Point-per-instance localization data:
*** Begin section ***

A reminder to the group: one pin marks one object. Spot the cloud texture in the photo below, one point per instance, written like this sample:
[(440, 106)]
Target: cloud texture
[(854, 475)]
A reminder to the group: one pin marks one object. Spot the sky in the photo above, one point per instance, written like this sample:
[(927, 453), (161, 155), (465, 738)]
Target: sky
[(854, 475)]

*** End section ***
*** Begin section ***

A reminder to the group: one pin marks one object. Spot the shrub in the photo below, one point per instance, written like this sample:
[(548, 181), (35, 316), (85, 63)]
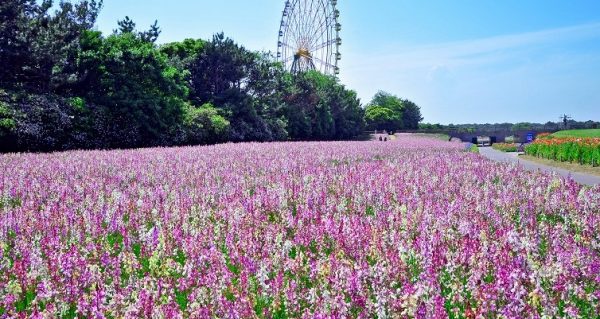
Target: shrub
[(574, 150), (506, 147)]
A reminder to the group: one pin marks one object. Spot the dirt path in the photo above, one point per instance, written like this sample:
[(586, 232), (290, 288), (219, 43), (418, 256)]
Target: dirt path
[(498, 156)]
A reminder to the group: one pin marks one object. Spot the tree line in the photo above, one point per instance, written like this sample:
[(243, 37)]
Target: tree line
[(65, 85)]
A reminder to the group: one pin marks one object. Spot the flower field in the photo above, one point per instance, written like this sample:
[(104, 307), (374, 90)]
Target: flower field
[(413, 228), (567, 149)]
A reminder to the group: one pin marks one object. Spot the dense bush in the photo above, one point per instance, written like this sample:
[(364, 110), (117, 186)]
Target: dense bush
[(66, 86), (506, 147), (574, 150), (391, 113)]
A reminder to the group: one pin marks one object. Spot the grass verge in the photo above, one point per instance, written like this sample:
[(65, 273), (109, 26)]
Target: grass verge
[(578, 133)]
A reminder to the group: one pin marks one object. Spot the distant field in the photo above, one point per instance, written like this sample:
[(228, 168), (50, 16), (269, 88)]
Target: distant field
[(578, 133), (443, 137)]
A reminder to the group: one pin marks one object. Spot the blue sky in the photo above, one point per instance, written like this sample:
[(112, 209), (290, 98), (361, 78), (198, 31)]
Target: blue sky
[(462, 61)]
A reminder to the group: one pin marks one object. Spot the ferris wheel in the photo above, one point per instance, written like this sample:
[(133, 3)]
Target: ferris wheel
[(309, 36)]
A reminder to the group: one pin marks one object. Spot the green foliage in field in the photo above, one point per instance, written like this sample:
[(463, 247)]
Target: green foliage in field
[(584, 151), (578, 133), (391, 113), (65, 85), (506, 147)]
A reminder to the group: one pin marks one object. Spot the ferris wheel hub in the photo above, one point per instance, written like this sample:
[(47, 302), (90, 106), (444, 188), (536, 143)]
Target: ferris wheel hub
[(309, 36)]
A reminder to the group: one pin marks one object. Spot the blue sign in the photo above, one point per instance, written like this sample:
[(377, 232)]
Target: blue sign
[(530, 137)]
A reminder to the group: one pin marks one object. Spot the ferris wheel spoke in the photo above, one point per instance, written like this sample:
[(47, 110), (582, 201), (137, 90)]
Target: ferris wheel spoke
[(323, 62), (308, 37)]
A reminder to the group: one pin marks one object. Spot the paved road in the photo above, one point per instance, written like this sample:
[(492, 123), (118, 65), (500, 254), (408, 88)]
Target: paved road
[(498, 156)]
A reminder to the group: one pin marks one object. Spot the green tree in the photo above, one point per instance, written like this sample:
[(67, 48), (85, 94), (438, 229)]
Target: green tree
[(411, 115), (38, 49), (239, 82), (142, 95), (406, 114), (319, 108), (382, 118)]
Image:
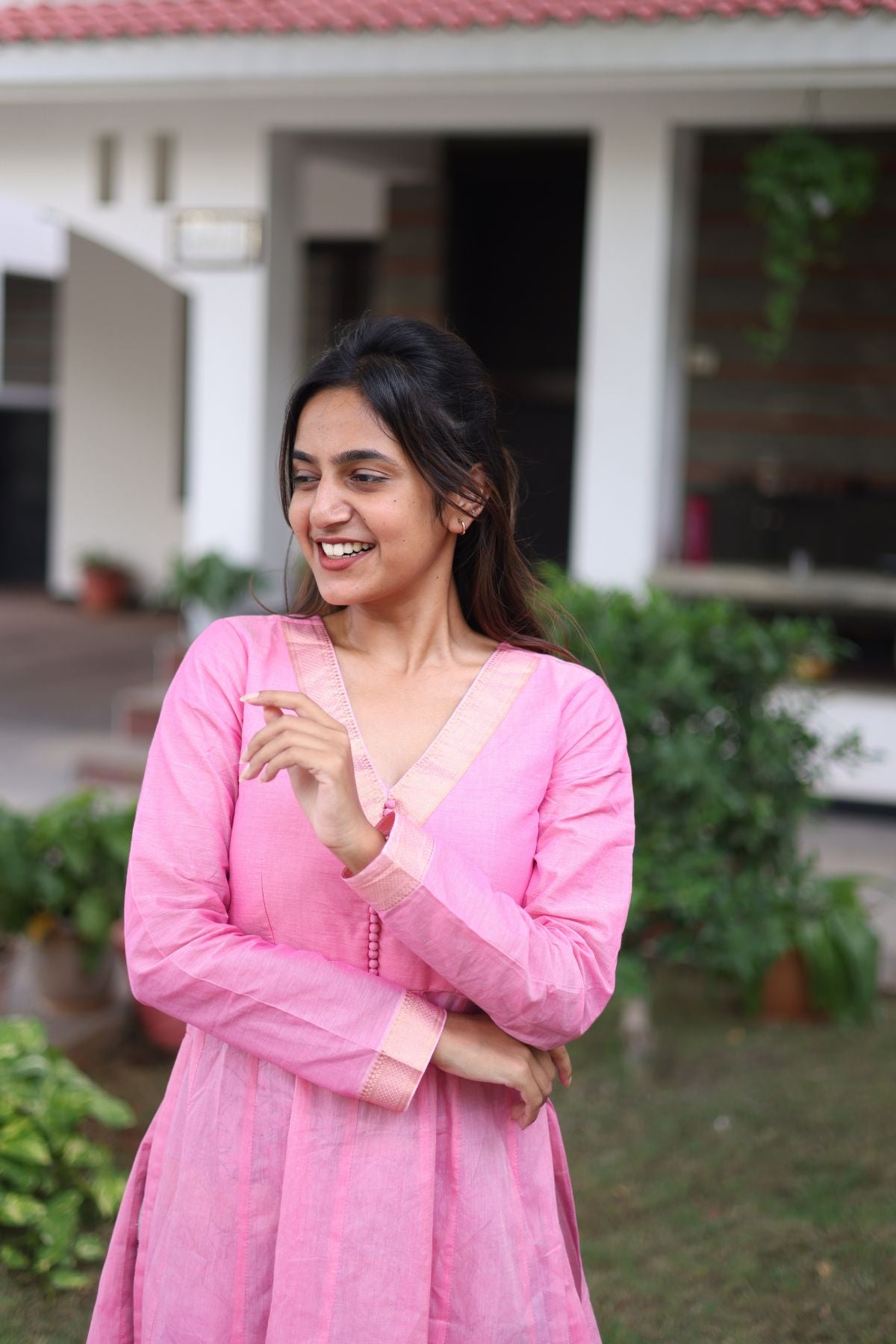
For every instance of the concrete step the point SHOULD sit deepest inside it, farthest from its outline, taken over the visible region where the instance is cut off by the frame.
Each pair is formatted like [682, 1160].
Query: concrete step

*** End section ***
*** Begin section ***

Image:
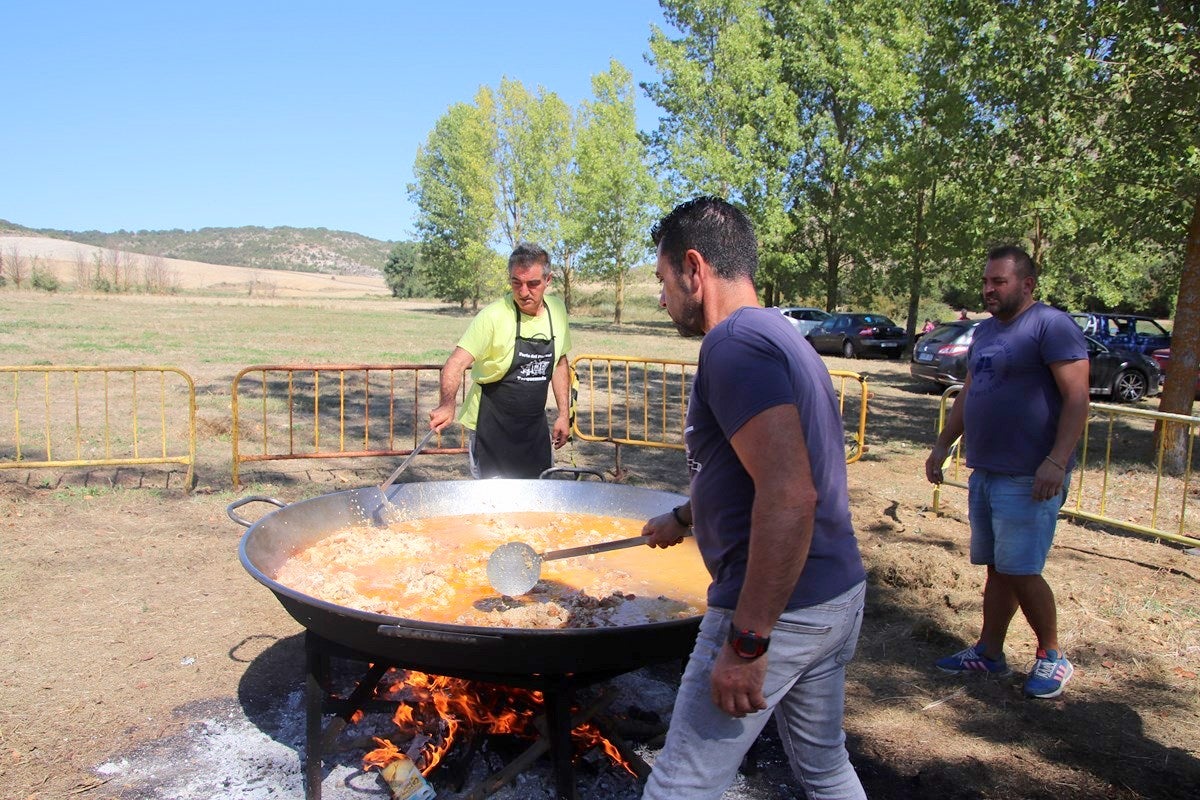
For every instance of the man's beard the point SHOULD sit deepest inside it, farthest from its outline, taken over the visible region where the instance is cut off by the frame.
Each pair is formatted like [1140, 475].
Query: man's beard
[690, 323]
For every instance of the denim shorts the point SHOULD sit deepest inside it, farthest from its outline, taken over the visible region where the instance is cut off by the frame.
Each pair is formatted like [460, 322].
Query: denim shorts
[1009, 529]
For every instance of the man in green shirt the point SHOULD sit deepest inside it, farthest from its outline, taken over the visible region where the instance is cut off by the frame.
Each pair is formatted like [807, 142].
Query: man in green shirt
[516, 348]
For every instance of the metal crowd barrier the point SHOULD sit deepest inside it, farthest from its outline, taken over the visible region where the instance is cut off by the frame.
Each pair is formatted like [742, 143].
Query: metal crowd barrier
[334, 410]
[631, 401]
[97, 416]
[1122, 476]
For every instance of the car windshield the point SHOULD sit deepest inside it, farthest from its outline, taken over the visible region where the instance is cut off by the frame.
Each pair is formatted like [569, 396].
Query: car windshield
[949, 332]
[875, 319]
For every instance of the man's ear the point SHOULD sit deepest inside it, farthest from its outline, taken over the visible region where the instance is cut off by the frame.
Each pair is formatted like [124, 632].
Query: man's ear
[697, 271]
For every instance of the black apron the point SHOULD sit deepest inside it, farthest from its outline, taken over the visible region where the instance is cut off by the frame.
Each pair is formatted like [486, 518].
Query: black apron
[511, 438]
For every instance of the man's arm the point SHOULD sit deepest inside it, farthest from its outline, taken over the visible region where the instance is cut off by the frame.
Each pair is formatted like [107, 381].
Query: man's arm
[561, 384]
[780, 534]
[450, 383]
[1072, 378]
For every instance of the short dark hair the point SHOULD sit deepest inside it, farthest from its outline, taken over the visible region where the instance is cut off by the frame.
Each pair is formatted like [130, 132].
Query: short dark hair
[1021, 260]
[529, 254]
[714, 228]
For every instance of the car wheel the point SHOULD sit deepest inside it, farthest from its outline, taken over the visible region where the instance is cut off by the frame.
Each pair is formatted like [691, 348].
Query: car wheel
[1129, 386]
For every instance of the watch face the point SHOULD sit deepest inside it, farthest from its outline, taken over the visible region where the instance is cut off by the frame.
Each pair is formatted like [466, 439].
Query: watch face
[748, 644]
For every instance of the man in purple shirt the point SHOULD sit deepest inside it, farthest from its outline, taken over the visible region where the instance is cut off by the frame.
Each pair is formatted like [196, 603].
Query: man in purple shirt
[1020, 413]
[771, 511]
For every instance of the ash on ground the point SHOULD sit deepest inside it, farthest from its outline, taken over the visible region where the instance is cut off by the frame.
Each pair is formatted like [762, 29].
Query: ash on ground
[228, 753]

*** End section ***

▶ How to complete this task
Repeat the entries above verbatim, but only from the line that has "Each pair is formatted like [807, 142]." down to the line that has "For every instance of the metal", inclusive.

▶ Completed task
Each pair is formatted like [807, 142].
Query: man in green shirt
[516, 348]
For every instance of the metal crowd barrier the point SHOULD sit deepest inside it, farthest from its outline, taken over the visible region where the instance is cut off by the frame.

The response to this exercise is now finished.